++++ DATA

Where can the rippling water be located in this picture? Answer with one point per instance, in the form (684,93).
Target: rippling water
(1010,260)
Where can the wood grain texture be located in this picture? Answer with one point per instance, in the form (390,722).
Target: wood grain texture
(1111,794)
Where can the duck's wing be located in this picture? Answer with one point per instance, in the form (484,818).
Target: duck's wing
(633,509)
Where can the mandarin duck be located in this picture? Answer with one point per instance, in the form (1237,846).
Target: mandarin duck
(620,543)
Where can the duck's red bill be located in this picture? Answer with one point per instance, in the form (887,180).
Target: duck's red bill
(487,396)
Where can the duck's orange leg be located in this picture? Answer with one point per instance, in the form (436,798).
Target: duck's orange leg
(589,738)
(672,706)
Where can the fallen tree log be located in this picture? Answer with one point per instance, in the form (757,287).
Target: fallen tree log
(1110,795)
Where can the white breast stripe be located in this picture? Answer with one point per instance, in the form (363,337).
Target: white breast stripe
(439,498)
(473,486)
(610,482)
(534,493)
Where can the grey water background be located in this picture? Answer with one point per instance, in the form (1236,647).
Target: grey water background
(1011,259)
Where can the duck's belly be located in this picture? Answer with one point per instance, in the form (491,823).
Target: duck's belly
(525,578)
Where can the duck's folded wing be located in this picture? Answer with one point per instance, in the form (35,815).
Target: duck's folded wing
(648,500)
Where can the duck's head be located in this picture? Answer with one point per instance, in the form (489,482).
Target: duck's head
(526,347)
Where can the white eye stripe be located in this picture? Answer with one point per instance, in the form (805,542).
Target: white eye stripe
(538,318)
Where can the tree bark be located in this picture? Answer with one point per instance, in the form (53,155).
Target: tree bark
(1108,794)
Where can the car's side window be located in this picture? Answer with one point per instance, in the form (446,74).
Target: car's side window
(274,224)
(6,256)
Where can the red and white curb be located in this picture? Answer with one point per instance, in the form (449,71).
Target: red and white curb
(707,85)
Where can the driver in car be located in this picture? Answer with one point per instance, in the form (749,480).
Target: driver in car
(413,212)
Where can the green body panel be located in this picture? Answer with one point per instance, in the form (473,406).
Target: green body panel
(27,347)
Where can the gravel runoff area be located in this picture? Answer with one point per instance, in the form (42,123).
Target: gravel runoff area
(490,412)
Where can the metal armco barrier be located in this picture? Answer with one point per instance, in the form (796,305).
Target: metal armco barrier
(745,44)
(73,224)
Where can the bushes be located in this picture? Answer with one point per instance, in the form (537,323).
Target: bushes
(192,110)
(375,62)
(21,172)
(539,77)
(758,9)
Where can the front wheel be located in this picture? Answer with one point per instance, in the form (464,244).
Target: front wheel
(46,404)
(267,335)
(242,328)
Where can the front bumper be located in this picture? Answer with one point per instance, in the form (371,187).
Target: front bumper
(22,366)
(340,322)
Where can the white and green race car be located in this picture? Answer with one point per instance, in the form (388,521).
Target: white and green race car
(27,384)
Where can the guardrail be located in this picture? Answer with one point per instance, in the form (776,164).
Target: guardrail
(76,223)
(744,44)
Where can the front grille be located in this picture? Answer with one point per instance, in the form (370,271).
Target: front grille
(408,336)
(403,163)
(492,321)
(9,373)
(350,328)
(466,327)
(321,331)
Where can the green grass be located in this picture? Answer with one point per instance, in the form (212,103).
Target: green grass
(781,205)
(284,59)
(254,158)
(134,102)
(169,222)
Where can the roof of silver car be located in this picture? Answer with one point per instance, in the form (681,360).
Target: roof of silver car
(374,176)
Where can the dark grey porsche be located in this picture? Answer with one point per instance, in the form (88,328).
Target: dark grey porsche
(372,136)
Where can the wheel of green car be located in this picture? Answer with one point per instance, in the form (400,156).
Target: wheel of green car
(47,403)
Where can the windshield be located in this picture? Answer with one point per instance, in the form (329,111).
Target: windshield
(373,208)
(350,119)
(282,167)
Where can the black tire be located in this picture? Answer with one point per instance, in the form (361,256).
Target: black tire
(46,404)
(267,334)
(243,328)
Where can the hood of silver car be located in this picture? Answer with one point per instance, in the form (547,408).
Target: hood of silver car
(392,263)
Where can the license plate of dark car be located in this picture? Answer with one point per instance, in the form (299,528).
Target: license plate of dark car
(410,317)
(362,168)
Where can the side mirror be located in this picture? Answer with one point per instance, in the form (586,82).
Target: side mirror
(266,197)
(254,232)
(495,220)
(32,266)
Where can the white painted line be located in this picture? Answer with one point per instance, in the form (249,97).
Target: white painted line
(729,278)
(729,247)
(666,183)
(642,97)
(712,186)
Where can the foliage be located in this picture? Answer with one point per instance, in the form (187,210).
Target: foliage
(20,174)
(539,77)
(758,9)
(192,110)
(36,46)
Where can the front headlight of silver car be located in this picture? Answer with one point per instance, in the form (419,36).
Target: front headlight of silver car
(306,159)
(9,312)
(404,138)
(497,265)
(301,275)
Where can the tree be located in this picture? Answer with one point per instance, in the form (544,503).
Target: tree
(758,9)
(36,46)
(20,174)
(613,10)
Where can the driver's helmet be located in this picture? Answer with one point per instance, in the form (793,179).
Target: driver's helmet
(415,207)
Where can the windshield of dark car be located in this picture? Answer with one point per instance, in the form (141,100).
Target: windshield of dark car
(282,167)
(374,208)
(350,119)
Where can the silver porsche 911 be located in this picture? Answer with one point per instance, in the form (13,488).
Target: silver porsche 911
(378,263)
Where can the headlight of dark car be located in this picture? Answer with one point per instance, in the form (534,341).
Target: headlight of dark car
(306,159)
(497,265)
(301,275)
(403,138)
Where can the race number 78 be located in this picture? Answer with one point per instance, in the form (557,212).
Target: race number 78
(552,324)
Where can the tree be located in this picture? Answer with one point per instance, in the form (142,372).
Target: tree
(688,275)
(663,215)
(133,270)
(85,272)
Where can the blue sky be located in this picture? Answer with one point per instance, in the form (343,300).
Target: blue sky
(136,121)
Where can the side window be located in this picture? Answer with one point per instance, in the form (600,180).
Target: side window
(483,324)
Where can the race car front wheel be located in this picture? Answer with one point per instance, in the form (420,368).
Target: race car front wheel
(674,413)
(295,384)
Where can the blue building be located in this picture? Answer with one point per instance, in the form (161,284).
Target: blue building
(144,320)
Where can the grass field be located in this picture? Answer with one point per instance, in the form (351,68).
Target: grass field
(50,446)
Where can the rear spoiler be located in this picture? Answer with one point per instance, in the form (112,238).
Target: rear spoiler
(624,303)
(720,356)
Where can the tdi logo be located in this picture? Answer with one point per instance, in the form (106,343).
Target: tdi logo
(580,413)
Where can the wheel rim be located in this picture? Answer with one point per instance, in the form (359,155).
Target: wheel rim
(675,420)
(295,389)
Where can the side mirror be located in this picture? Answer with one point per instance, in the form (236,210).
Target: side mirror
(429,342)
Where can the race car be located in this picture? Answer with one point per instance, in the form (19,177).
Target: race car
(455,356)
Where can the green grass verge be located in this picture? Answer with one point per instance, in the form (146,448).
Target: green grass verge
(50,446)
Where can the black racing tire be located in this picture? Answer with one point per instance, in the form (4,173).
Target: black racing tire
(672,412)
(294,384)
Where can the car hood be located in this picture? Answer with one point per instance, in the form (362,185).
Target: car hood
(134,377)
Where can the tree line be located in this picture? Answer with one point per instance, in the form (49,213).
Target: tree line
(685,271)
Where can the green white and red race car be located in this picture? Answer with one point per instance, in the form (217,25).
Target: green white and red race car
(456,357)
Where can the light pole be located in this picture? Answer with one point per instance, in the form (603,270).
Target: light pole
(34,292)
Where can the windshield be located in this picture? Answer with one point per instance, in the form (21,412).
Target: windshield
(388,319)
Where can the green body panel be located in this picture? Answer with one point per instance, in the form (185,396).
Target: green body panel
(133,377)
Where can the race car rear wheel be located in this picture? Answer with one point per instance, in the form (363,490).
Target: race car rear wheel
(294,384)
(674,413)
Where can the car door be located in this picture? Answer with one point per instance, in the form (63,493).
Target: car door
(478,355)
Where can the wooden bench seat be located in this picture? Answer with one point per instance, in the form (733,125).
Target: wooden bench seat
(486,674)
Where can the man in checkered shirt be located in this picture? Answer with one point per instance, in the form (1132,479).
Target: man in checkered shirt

++++++++

:: BRIEF ::
Look above for the line that holds "Where can the wheel rim", then copy it and each line after it exactly, through the last line of the data.

:: ANSWER TO THIS EXERCISE ::
Where can the wheel rim be located in this picture? Answer with one point per instance, in the form (359,155).
Target: wheel rim
(675,420)
(295,389)
Where can the side mirror be located in this picture? Answer with one point per instance, in the form (236,210).
Target: side mirror
(429,342)
Where can the race car be located in this picture? Answer with one point per instance, in the form (19,177).
Target: race car
(455,356)
Where can the green grass verge be located in this picture? Answer with one point per instance, in the form (146,448).
Target: green grass verge
(50,446)
Where can the black racing tire be located in this picture? Answer with one point per instance, in the form (4,173).
Target: black racing tire
(672,412)
(294,384)
Where can the car hood be located in this picture? Answer with one point per instance, in the form (362,185).
Target: car hood
(134,377)
Where can the tree line be located in this picture? Answer with one point per instance, in the form (49,213).
Target: tree line
(685,271)
Where can the green white and red race car be located in this picture? Answer with one point per instance, in the form (217,25).
Target: green white and red race car
(456,357)
Where can the light pole be located in this picture? Answer with one point per instance, in the form (603,270).
Target: light pole
(34,292)
Where can the windshield be located in this picture? Answer with one point per instance, in the form (21,412).
Target: windshield
(388,319)
Where can the green body panel be located in this picture? Answer with one point per instance, in the form (185,396).
Target: green body panel
(133,377)
Where can the race car rear wheel be located in this picture? Answer with one point per instance, in the form (363,490).
Target: race car rear wheel
(294,384)
(674,413)
Where can the car door be located in this picture? Answer with one point per instance, in the form (63,493).
Target: car door
(478,355)
Where can the wooden bench seat be located in this picture? Answer with one point per instance, in the form (733,125).
Target: wooden bench seat
(486,674)
Where can the man in checkered shirt be located in this picture? Answer with one point per instance, in the form (1132,479).
Target: man in checkered shirt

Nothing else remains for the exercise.